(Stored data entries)
'''
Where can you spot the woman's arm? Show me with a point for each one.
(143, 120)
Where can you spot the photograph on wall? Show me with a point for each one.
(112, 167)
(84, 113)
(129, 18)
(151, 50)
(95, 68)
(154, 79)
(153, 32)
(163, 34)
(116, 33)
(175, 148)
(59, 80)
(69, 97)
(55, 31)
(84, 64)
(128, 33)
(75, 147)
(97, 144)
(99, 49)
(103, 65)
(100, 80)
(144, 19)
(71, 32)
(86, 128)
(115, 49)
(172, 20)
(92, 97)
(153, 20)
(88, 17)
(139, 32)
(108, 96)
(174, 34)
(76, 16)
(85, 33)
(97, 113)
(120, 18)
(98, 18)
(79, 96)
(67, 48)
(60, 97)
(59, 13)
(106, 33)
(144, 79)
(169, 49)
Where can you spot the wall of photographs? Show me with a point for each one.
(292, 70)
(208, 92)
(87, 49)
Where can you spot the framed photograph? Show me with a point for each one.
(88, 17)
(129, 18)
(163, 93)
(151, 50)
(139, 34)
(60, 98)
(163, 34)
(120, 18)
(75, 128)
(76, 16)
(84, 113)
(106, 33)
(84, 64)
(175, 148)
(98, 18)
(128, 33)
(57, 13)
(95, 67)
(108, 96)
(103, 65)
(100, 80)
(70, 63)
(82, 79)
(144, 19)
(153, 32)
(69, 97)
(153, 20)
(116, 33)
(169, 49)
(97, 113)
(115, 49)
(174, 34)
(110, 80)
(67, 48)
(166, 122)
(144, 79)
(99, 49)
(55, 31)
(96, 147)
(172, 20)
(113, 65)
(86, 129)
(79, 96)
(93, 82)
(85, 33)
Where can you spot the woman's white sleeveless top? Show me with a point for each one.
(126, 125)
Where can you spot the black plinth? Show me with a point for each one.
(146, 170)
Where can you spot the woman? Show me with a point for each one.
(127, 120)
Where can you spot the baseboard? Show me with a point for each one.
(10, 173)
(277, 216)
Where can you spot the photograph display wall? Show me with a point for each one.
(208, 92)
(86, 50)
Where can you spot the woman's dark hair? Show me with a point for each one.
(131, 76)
'''
'''
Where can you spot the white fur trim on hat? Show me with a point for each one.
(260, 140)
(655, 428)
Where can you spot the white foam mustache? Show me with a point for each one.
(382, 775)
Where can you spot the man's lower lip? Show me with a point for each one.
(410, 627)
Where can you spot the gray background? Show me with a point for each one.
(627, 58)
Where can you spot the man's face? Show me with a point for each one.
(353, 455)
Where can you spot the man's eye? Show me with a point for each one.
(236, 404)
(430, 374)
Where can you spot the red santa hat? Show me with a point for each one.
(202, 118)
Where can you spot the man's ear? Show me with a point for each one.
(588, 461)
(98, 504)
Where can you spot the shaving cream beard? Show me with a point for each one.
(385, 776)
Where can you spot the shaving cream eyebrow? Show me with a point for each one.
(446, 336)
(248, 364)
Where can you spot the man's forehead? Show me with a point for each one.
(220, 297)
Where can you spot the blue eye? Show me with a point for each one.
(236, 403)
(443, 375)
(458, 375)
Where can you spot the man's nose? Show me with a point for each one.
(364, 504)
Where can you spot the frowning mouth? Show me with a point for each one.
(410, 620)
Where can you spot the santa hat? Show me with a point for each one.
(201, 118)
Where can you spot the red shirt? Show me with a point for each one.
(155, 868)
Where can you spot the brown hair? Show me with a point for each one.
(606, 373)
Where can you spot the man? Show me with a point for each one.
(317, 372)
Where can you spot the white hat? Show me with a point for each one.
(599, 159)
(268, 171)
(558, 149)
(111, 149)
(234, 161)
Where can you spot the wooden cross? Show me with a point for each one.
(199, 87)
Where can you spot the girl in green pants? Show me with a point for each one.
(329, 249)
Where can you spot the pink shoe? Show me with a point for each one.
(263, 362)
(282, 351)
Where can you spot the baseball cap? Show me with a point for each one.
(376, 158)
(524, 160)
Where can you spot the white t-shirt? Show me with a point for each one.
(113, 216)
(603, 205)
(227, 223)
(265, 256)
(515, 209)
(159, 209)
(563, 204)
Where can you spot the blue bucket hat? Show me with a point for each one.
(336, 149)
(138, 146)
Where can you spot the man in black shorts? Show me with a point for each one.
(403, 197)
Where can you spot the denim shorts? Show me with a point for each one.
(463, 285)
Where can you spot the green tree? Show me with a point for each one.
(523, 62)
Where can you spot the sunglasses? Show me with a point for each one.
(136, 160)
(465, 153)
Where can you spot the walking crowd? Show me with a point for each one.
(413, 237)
'''
* [Directions for this task]:
Please gather every line of the listing that contains the string "green", treating case as significant.

* [Task answer]:
Where can you spot the girl in green pants? Show me with a point for each one.
Where can you spot the green tree? Show me with a point for each one.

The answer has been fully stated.